=== Fragmento seleccionado ===
-Diego de León Sagot | PUERTAS ABIERTAS–
Este año conmemoramos 70 años de la Declaración Universal de los Derechos Humanos, 30 artículos que, en palabras simples, buscan un doble propósito: garantizar la dignidad plena de cada individuo y evitar que las atrocidades del pasado, sobre todo las de la Segunda Guerra Mundial, se repitan.
Desde su adopción el 10 de diciembre de 1948 hasta la fecha, hemos sido testigos de un desarrollo normativo y procedimental extraordinario en el campo de los derechos humanos. Este avance constante, intermitente, ha sido posible, en gran medida, por la enorme capacidad de múltiples actores en todas partes del mundo de buscar constantemente la ampliación del catálogo de derechos humanos. Entre ellos, incontables expertos, académicos, periodistas, organizaciones no gubernamentales, movimientos sociales, y también, porque los hay, valiosos operadores de los Estados.
===
- Qué debes hacer -
1) Reproduce el fragmento sobre los derechos humanos desde "-Diego de León" hasta "Mundial, se repitan.", ambos incluidos.
2) Retoma el fragmento sobre los derechos humanos y continúalo a partir de su última oración.
El listado no guarda relación alguna con el fragmento sobre los derechos humanos.
=== Listado de datos ===
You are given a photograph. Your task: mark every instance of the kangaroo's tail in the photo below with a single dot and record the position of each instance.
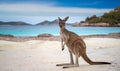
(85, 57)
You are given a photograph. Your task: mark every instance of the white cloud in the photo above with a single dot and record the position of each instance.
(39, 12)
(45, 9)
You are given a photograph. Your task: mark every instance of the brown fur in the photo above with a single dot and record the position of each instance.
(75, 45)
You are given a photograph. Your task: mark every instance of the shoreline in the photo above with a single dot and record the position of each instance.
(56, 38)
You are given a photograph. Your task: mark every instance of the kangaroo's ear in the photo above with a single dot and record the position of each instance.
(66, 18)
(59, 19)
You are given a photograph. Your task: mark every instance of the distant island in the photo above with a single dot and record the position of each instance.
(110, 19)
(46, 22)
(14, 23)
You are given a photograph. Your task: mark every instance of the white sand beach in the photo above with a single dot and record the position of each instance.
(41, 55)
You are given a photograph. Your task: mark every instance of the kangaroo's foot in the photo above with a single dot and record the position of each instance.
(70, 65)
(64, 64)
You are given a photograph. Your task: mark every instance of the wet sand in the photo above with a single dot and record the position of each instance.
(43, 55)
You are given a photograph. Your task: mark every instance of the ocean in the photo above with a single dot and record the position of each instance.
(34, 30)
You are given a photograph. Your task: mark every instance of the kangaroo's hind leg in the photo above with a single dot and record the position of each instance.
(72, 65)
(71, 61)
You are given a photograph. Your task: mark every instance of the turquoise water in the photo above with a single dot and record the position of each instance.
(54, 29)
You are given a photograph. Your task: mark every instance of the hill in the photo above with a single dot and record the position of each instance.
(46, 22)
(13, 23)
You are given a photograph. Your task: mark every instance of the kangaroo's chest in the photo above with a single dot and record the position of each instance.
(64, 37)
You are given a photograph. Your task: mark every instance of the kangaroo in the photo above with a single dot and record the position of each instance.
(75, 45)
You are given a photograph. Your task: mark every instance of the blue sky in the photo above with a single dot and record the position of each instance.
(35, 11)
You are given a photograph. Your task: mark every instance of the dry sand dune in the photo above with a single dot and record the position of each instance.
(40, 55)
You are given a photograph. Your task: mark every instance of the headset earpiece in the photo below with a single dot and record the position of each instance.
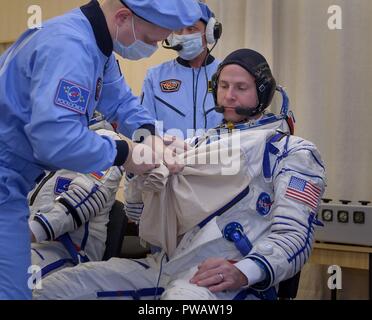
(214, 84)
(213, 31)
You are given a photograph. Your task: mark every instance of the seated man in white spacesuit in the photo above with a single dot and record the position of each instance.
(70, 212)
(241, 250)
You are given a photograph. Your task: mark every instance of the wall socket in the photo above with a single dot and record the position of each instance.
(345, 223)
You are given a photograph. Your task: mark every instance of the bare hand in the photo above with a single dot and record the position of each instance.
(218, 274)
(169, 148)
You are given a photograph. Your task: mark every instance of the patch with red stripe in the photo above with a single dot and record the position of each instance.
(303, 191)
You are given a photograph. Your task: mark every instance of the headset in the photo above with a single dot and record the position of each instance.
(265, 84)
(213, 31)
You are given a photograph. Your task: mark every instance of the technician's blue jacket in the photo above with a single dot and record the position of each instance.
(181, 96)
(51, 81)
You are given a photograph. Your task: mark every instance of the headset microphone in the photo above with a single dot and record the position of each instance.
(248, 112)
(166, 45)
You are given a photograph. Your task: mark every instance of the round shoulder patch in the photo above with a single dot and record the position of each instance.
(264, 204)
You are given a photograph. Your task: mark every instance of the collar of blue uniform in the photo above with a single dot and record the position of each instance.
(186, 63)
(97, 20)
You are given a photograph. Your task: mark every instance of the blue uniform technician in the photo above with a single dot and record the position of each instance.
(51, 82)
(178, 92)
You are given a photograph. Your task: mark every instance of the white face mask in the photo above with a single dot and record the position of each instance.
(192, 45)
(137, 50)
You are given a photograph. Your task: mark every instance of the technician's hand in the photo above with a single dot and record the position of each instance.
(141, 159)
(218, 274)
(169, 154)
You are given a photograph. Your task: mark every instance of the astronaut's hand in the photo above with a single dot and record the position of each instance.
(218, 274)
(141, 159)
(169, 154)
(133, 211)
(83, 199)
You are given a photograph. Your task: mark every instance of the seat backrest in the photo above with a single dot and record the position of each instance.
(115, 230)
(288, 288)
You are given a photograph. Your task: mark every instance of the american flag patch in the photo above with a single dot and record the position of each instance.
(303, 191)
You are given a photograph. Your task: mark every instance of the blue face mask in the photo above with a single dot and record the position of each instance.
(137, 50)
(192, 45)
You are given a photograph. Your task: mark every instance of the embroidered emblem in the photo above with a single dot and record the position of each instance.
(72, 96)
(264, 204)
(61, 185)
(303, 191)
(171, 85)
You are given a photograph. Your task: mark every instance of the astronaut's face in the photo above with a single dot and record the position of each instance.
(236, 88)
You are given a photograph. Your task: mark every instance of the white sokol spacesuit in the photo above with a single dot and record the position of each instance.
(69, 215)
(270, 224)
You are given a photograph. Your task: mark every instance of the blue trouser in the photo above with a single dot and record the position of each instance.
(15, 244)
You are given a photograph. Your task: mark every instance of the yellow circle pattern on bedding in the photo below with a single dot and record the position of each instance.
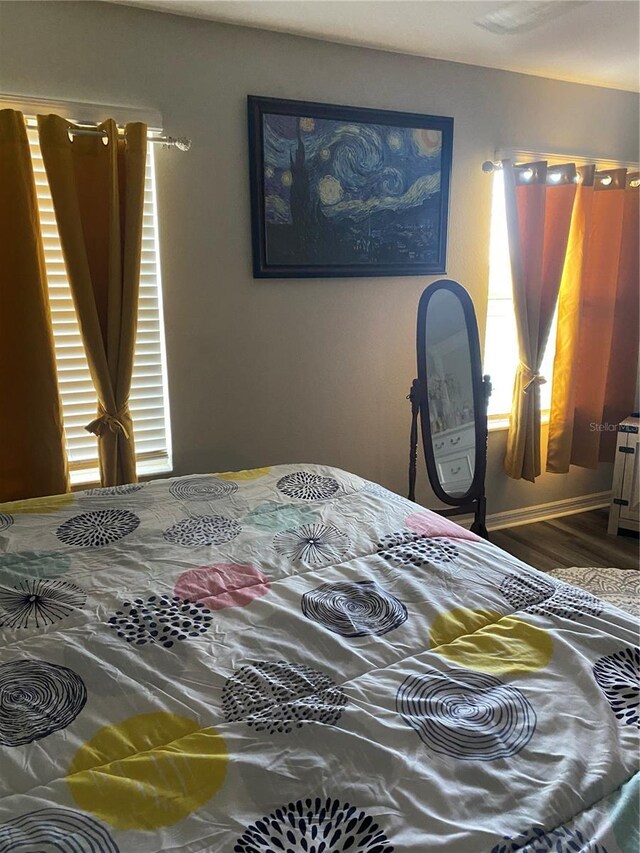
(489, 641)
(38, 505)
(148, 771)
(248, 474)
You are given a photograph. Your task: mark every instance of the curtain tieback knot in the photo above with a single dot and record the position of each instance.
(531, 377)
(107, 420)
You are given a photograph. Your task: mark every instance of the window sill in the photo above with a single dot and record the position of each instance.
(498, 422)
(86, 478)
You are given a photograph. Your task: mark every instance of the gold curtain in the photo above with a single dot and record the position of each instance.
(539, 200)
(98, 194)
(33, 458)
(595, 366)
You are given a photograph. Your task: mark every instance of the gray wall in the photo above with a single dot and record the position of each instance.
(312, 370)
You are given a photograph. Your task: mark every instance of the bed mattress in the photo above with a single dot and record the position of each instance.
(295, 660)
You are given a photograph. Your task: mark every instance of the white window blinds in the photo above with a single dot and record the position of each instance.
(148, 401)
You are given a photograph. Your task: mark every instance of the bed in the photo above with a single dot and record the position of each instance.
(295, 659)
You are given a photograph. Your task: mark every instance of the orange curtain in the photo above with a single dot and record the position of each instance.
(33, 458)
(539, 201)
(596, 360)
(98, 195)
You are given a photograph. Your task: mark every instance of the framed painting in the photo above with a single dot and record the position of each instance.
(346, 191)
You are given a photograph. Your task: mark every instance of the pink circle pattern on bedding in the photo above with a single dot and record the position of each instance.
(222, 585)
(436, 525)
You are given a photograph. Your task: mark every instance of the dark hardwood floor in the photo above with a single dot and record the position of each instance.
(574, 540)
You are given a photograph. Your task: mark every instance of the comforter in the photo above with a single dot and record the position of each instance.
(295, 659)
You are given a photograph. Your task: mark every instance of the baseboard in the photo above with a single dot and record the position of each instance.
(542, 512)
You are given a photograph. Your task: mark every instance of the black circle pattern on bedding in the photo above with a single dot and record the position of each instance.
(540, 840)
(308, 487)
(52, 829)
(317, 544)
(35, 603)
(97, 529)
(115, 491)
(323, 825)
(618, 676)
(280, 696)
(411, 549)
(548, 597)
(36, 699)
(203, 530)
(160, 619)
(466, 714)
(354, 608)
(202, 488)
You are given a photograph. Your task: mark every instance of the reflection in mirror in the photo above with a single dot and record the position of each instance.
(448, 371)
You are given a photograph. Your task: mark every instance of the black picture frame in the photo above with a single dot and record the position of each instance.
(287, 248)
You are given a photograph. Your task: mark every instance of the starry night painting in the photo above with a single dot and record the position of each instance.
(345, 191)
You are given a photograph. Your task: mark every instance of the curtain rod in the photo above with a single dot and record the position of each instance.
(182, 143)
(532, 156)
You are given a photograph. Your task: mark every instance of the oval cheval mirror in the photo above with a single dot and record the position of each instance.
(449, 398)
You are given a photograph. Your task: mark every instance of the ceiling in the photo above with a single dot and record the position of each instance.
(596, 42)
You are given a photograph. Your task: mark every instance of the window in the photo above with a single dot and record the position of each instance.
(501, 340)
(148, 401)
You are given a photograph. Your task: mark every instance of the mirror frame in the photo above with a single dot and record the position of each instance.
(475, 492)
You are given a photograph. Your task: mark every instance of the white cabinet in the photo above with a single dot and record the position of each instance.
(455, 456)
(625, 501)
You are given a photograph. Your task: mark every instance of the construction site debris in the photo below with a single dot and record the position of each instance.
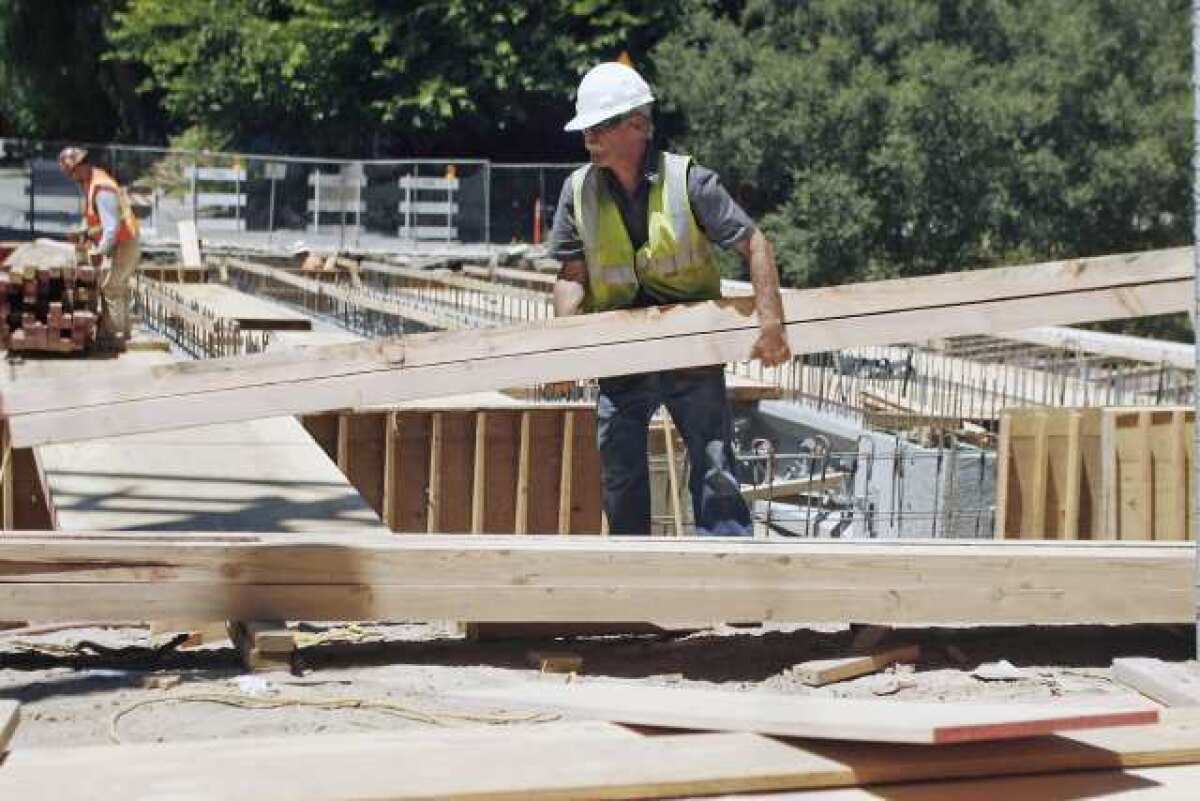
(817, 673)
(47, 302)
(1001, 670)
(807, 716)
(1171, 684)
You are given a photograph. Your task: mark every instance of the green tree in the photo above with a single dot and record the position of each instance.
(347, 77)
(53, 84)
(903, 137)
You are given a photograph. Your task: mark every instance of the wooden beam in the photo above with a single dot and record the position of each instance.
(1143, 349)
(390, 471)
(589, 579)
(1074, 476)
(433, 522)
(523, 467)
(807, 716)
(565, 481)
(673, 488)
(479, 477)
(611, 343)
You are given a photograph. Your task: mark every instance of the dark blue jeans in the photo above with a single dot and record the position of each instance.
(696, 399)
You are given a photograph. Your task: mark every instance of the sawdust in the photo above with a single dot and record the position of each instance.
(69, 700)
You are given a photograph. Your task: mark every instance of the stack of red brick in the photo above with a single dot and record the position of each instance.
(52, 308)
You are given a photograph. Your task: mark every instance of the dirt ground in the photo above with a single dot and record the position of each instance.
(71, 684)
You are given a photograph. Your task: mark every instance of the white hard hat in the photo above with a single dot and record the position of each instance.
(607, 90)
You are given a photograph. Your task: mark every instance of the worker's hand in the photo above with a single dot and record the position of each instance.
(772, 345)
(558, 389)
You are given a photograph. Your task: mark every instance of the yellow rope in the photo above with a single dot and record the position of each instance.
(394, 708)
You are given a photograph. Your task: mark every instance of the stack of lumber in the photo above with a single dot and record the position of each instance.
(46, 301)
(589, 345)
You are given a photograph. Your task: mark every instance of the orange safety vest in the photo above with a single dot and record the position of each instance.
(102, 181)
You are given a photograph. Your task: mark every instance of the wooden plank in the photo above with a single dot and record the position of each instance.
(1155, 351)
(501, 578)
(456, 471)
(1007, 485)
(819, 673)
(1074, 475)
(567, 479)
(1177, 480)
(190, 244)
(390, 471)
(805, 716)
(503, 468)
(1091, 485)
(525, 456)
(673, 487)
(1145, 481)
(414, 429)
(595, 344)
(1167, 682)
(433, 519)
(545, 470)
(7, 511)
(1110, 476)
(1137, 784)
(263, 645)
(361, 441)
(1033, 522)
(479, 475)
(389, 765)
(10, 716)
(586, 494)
===
- Respuestas del ejercicio -
1)
-Diego de León Sagot | PUERTAS ABIERTAS–
Este año conmemoramos 70 años de la Declaración Universal de los Derechos Humanos, 30 artículos que, en palabras simples, buscan un doble propósito: garantizar la dignidad plena de cada individuo y evitar que las atrocidades del pasado, sobre todo las de la Segunda Guerra Mundial, se repitan.

2)
A eso le llamo la persuasión por los derechos humanos. Sin esa enorme capacidad de tantos de inducir, de hacer avanzar con argumentos, de exigir más y más derechos, no habríamos llegado hasta donde hemos llegado. Todos ellos son los que verdaderamente se merecen el título de defensores de derechos humanos.
¿Cuál ha sido el impacto de tal persuasión? Siete décadas después de la Declaración Universal de los Derechos Humanos, de esos enunciados de principios, contamos ahora, grosso modo, con nueve convenios internacionales principales en materia de derechos humanos, nueve protocolos facultativos que emanan de algunos de esos convenios, y una cantidad similar de órganos de expertos encargados de velar por el cumplimiento de las disposiciones en ellos contenidas, lo que en la jerga del derecho internacional de los derechos humanos se llaman los mecanismos convencionales.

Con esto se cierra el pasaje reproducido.